SUPPLIED MATERIAL:
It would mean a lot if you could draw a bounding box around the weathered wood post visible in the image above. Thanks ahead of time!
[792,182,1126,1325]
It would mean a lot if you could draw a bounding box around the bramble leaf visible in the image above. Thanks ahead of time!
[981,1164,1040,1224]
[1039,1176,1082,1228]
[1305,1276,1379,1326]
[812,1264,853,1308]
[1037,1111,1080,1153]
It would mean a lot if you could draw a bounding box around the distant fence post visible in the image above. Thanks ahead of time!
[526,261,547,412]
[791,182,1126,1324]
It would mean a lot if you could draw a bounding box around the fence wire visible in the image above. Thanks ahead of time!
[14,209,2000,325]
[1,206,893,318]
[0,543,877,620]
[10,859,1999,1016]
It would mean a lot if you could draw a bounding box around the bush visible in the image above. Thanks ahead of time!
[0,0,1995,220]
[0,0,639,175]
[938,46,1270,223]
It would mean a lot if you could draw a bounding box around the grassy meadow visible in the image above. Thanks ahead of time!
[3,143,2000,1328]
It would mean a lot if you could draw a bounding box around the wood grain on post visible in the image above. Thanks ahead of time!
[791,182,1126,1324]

TASK ITEM: Reproduce all of the listing, exactly as given.

EXERCISE RESPONSE:
It would mean a lot if you could draw a bounding box around the weathered wood post visible in the image above. Thanks ahead of time!
[792,182,1126,1325]
It would mean a lot if you could draw a bounding box around the bramble leaf visible in the image above. Thanks ahead of time!
[981,1164,1040,1224]
[1039,1176,1082,1228]
[1305,1276,1379,1326]
[812,1264,853,1308]
[1037,1111,1080,1153]
It would mean a lot if you could draw a bounding box around the distant fence post visible in the image above. Thanks ahead of time!
[526,261,547,412]
[791,182,1126,1324]
It would mean a lot if you could draw a bounding box around the fence wire visible in the image above. Thanks ahead of time!
[14,209,2000,325]
[1,206,893,318]
[0,543,877,620]
[10,859,1999,1016]
It would mean a lot if you could draw a bounding box around the bush visible in the image above. Thanks ahead of time!
[0,0,1995,220]
[0,0,639,175]
[938,46,1270,223]
It would mean a lot if you could draw a bounding box around the grassy meadow visible in the image above. Thanks ahead of time!
[3,143,2000,1328]
It would mean a lot if you could draw a bounding box around the wood grain on post visible in the image above. Thanks ahead of time!
[791,182,1126,1324]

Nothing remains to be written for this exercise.